Collect each line from the records below that contains the word "shadow".

▶ **TASK INPUT**:
▼

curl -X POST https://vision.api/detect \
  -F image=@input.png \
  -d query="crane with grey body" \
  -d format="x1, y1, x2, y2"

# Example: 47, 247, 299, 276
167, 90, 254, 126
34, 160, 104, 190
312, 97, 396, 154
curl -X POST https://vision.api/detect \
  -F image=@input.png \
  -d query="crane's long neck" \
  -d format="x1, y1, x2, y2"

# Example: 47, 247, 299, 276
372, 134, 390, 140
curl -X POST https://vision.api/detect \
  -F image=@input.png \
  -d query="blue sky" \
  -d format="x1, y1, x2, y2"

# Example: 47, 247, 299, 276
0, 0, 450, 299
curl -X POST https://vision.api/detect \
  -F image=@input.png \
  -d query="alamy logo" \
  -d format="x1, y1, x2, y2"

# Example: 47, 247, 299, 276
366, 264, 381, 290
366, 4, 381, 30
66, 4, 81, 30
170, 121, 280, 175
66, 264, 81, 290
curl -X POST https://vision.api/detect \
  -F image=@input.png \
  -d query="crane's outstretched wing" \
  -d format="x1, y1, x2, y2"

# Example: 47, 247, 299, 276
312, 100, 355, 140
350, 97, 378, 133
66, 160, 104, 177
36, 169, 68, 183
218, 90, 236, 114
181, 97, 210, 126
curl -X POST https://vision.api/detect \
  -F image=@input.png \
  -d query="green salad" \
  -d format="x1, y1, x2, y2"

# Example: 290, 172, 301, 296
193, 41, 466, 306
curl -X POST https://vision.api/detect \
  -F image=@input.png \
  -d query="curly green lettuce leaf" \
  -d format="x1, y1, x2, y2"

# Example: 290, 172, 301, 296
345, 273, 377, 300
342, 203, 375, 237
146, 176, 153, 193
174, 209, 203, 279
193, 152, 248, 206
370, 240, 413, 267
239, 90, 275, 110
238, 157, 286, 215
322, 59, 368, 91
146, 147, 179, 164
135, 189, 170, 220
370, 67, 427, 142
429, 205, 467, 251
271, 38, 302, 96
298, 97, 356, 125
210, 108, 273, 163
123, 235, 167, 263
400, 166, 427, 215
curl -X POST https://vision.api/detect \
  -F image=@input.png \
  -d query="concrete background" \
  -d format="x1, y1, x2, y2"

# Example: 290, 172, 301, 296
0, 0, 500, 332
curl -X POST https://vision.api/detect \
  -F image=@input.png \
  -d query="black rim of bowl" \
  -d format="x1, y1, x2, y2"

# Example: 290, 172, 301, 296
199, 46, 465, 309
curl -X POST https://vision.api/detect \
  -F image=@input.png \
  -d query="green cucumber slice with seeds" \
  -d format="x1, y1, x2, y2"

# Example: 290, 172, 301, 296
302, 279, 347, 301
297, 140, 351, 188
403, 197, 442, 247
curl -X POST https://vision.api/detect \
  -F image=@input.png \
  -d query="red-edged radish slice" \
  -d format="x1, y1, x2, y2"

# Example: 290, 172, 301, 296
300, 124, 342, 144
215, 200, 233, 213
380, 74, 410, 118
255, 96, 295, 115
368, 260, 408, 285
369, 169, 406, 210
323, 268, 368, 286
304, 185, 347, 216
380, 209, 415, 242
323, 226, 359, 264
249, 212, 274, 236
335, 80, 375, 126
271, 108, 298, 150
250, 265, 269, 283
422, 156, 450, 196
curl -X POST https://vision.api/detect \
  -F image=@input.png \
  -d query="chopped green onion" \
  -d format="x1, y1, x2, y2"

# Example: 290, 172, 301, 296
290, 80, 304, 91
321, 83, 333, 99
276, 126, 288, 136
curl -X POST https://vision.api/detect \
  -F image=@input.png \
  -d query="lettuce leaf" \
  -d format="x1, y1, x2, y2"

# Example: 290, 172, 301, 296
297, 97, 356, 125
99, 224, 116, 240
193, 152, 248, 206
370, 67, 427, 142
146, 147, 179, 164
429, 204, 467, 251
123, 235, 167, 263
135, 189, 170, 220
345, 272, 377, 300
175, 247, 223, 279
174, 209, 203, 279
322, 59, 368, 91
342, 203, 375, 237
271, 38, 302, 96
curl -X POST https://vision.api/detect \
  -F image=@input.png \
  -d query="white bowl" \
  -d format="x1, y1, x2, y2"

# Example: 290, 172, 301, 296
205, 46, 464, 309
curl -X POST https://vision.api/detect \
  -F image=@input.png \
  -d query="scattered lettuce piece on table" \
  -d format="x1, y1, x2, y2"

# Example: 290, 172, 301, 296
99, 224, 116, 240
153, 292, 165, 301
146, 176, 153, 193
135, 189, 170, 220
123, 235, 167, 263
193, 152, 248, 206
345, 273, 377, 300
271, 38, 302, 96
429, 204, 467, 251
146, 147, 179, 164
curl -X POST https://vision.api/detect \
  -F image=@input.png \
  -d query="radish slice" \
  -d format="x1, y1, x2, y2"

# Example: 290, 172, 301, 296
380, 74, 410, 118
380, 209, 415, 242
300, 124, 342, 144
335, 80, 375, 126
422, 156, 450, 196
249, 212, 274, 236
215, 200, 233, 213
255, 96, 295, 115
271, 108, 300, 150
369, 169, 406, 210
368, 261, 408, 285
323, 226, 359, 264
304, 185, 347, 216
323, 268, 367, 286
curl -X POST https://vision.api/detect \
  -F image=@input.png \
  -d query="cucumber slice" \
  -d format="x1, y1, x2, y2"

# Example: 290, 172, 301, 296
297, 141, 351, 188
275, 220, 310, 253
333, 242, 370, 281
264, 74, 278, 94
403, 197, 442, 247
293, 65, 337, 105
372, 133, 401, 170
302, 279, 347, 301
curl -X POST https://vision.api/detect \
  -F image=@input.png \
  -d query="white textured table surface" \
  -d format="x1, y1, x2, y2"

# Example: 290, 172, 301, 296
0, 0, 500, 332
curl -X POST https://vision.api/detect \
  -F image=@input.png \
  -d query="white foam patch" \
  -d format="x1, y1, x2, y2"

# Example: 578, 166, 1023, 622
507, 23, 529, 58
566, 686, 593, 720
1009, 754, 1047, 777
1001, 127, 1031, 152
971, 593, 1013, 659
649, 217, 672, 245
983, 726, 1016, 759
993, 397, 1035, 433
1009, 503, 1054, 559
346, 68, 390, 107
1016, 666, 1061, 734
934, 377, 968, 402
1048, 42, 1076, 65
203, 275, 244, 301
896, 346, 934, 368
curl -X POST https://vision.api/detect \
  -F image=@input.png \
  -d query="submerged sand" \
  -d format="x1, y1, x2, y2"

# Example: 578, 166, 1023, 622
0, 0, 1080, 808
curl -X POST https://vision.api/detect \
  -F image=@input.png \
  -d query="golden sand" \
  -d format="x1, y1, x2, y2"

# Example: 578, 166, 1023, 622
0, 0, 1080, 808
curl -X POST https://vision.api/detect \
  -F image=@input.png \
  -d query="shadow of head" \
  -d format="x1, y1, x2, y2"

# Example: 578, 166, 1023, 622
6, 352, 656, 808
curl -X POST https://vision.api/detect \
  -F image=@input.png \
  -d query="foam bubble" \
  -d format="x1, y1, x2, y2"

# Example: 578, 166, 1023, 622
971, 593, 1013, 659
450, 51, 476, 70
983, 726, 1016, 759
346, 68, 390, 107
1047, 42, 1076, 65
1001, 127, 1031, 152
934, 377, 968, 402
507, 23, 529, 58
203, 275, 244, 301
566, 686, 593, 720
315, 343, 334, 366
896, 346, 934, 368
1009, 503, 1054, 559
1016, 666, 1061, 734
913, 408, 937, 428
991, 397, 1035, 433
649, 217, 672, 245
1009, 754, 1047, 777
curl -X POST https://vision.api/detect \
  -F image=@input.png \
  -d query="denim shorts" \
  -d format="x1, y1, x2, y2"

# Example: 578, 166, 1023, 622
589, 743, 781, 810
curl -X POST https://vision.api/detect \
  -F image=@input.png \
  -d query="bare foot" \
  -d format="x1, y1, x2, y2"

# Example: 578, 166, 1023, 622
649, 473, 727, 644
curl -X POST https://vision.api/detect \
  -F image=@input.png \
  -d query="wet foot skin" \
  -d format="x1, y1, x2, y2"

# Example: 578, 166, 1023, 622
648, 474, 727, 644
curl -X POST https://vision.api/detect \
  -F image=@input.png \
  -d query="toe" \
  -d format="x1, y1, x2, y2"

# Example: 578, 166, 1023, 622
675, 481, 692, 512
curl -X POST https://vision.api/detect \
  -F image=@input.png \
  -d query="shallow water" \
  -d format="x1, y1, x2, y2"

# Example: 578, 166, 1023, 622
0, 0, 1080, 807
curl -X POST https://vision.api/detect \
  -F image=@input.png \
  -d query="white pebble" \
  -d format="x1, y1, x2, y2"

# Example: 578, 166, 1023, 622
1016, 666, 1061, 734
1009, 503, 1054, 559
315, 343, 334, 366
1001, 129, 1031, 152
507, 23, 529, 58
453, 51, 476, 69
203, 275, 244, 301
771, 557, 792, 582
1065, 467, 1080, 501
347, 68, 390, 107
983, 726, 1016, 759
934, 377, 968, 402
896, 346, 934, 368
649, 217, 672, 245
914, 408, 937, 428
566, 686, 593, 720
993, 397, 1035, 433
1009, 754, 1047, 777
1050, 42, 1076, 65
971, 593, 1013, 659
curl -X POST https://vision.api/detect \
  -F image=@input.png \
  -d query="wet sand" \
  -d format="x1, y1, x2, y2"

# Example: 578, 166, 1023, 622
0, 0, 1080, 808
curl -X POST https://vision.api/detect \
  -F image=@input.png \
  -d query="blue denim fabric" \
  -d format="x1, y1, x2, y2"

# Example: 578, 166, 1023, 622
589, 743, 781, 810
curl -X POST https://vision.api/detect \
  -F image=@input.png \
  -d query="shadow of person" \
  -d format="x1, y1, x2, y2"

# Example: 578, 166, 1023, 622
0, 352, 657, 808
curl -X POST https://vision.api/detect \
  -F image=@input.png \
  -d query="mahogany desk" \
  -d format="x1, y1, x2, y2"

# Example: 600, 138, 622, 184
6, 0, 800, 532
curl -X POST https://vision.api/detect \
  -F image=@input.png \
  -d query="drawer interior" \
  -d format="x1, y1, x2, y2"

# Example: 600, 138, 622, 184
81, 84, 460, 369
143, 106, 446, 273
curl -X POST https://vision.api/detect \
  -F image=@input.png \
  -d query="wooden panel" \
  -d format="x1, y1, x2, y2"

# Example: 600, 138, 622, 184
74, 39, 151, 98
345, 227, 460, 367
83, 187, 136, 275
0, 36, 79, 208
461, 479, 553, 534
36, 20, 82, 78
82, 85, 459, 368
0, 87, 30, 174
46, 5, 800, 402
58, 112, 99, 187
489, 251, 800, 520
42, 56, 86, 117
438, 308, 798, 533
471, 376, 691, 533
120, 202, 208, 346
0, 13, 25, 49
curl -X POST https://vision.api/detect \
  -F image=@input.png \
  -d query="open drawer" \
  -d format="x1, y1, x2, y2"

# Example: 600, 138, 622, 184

▲

▶ **IN RESPONSE**:
  -d query="shadow of head" \
  -d query="shadow of person" \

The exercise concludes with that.